____ Entries
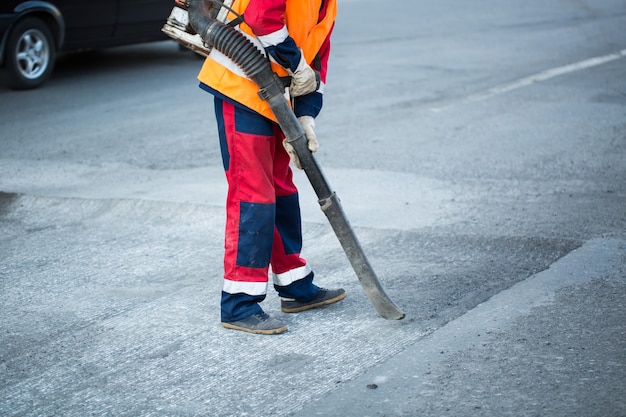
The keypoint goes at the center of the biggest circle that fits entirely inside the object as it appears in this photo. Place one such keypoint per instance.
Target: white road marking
(541, 76)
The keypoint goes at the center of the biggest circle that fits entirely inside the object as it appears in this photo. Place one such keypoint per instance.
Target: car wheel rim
(33, 54)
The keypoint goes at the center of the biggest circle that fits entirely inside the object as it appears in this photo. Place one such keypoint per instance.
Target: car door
(142, 19)
(87, 23)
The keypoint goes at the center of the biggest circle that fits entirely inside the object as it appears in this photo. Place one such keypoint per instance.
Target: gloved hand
(303, 79)
(308, 125)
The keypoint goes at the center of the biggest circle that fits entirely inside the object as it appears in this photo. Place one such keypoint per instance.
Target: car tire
(30, 54)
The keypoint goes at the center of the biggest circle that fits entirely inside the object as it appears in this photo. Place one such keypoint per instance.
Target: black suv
(32, 32)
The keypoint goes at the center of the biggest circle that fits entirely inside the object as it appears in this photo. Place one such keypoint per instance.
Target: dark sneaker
(324, 297)
(259, 323)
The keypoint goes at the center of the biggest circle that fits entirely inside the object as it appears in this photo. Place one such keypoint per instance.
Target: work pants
(263, 223)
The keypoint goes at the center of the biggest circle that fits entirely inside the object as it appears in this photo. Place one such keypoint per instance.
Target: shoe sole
(316, 305)
(255, 331)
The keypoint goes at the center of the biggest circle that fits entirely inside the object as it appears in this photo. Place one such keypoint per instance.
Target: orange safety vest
(301, 18)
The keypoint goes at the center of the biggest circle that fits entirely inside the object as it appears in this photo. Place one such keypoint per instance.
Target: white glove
(308, 125)
(303, 80)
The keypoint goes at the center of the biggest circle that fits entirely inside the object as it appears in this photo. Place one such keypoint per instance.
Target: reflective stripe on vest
(222, 74)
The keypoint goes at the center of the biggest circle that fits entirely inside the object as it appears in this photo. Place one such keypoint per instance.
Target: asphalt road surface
(479, 151)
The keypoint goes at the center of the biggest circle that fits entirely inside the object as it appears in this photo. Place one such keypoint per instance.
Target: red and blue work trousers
(263, 223)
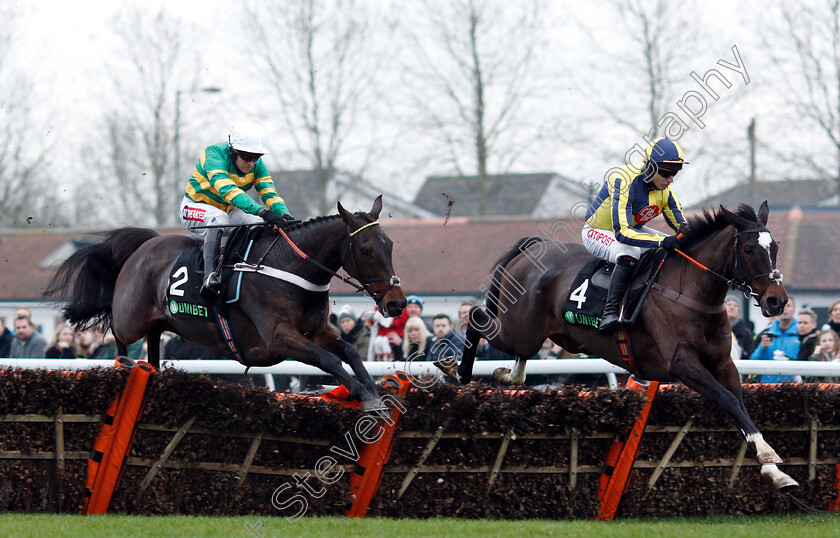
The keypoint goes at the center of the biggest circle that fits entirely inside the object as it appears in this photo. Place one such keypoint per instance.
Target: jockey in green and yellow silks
(615, 222)
(216, 194)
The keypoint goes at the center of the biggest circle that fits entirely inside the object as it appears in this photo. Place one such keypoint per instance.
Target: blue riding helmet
(663, 152)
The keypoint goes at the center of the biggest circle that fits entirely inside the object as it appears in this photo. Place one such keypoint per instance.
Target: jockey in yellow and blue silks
(615, 222)
(216, 194)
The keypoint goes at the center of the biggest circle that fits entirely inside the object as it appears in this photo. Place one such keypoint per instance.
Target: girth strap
(281, 275)
(687, 301)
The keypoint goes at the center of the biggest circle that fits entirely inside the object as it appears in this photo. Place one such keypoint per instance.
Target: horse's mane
(323, 219)
(709, 222)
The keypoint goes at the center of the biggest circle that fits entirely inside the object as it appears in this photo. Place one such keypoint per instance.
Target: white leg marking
(764, 452)
(518, 376)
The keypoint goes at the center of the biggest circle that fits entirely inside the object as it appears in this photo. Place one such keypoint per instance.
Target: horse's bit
(743, 284)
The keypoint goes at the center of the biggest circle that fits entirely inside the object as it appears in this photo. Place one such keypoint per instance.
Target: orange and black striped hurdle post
(622, 453)
(115, 436)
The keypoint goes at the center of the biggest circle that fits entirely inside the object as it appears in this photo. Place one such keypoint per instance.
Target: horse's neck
(716, 253)
(322, 242)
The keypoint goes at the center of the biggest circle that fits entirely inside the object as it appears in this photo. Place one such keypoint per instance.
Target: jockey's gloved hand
(290, 220)
(273, 218)
(671, 242)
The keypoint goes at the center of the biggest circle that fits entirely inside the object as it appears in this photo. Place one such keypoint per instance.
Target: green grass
(55, 526)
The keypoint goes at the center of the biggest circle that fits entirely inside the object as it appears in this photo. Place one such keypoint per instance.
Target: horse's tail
(85, 281)
(501, 263)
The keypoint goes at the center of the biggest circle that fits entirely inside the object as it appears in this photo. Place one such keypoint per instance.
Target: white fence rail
(482, 368)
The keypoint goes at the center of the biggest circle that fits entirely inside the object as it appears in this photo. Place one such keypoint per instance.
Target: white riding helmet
(248, 136)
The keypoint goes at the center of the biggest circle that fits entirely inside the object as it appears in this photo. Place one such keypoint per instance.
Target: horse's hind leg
(687, 368)
(300, 348)
(478, 319)
(153, 345)
(765, 455)
(517, 377)
(348, 354)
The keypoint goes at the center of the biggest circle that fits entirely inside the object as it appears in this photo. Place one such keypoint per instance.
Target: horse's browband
(368, 225)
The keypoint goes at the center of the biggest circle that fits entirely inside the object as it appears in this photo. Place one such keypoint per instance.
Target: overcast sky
(66, 41)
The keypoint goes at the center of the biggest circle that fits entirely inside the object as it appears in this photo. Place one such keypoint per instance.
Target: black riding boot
(618, 286)
(210, 287)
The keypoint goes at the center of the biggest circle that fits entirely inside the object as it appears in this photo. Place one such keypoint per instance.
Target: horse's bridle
(742, 284)
(393, 281)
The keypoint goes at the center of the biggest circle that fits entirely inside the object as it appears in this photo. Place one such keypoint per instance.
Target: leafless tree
(803, 41)
(477, 85)
(24, 151)
(322, 69)
(654, 53)
(133, 154)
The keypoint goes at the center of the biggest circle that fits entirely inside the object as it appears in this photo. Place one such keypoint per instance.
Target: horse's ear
(733, 219)
(763, 212)
(377, 207)
(345, 215)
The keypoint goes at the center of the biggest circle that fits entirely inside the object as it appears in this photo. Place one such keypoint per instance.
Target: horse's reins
(394, 280)
(743, 284)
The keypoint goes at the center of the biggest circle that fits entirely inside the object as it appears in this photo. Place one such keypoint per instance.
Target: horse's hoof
(769, 459)
(781, 481)
(786, 484)
(374, 405)
(449, 369)
(499, 373)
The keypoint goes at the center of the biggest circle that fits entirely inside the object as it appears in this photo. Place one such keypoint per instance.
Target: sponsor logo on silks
(581, 319)
(188, 309)
(647, 213)
(600, 236)
(193, 213)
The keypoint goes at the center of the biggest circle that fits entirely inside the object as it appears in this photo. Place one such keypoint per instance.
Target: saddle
(588, 293)
(182, 293)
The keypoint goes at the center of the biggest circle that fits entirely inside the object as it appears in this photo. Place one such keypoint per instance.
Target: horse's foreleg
(517, 377)
(687, 367)
(478, 320)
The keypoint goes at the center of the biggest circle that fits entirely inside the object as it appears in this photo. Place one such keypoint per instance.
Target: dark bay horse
(122, 284)
(682, 332)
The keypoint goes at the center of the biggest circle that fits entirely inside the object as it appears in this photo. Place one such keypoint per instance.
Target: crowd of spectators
(793, 335)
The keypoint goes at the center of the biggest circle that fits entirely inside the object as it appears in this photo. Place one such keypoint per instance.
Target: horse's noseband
(744, 283)
(393, 281)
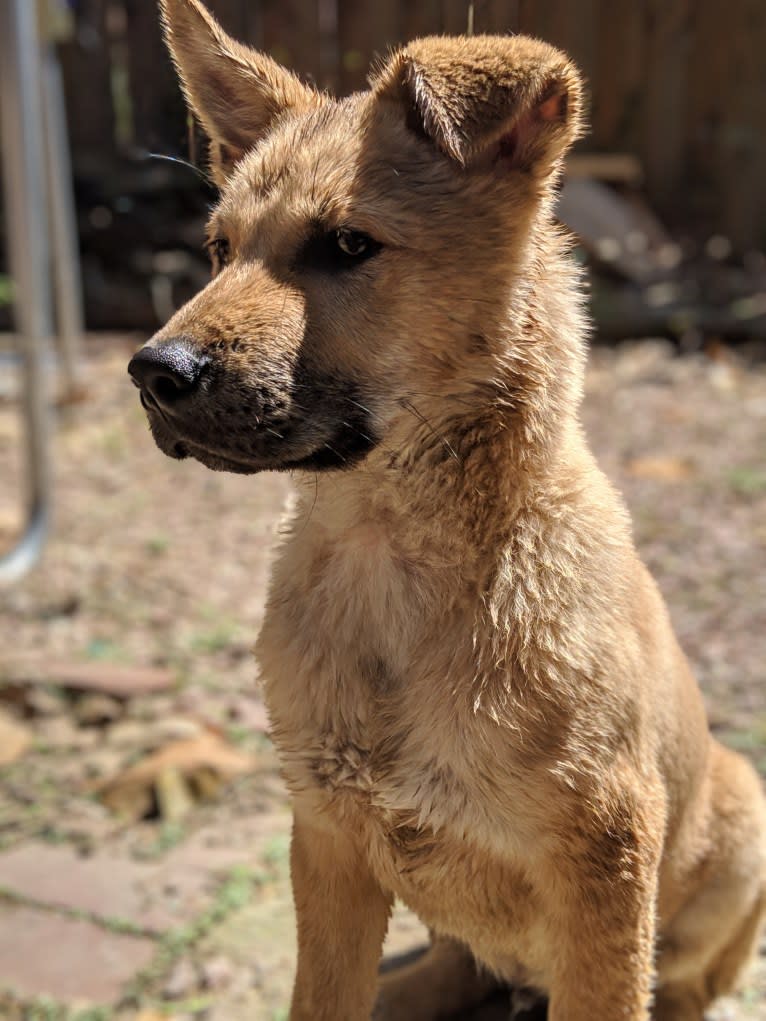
________
- _Required task_
Collect every line of the material that contains the word "orange" and copy each one in full.

- _Expected output_
Target: orange safety vest
Target: orange and black striped hurdle post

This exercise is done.